*WORK INSTRUCTION*.
Print the records below exactly, omitting all pictures.

(Dataset excerpts)

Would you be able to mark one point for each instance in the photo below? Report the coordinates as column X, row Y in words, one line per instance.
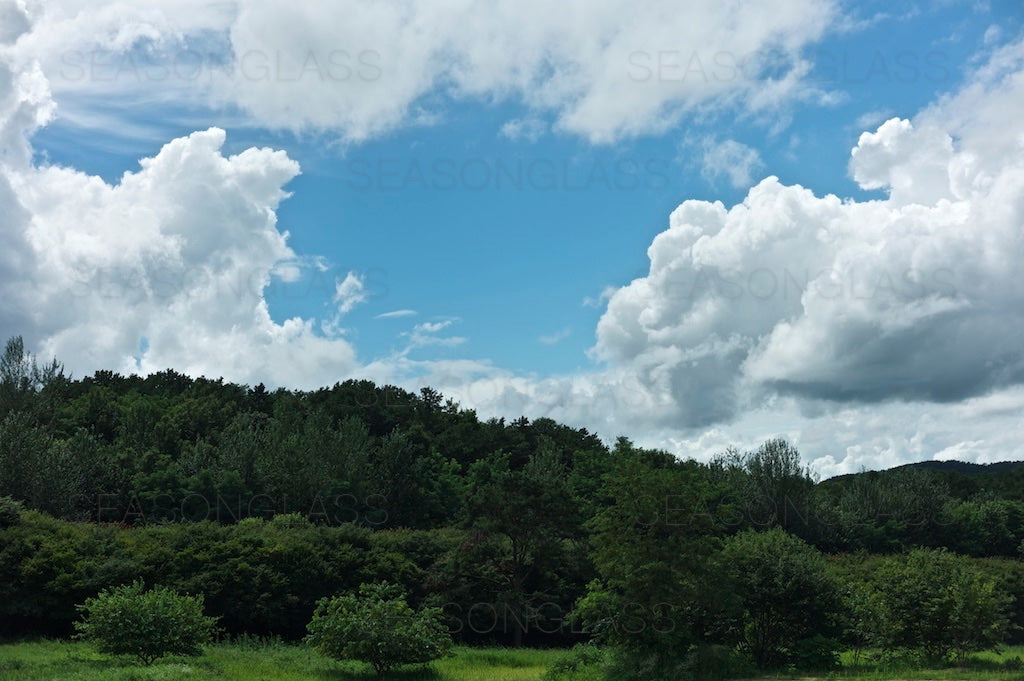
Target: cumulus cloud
column 363, row 69
column 166, row 267
column 349, row 292
column 731, row 160
column 869, row 332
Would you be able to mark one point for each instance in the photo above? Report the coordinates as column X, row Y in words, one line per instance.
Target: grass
column 249, row 661
column 980, row 667
column 59, row 661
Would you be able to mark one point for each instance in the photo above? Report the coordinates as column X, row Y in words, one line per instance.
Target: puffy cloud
column 349, row 293
column 870, row 333
column 730, row 159
column 603, row 70
column 167, row 267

*WORKED SOLUTION*.
Would you be able to mark one point for each instance in the photo below? Report the coordinates as column X, row Y in words, one line per instance.
Target: cumulus cloud
column 363, row 69
column 166, row 267
column 349, row 292
column 731, row 160
column 869, row 332
Would you be able to mark one point for each instance in the photo above? Report the coordinates as column X, row Y in words, one line per instance.
Target: grass
column 249, row 661
column 980, row 667
column 59, row 661
Would you be able to mark one point for each instance in the photo above? Report the coordinates as column X, row Y in words, one line per instance.
Target: puffy cloud
column 349, row 293
column 870, row 333
column 730, row 159
column 603, row 70
column 167, row 267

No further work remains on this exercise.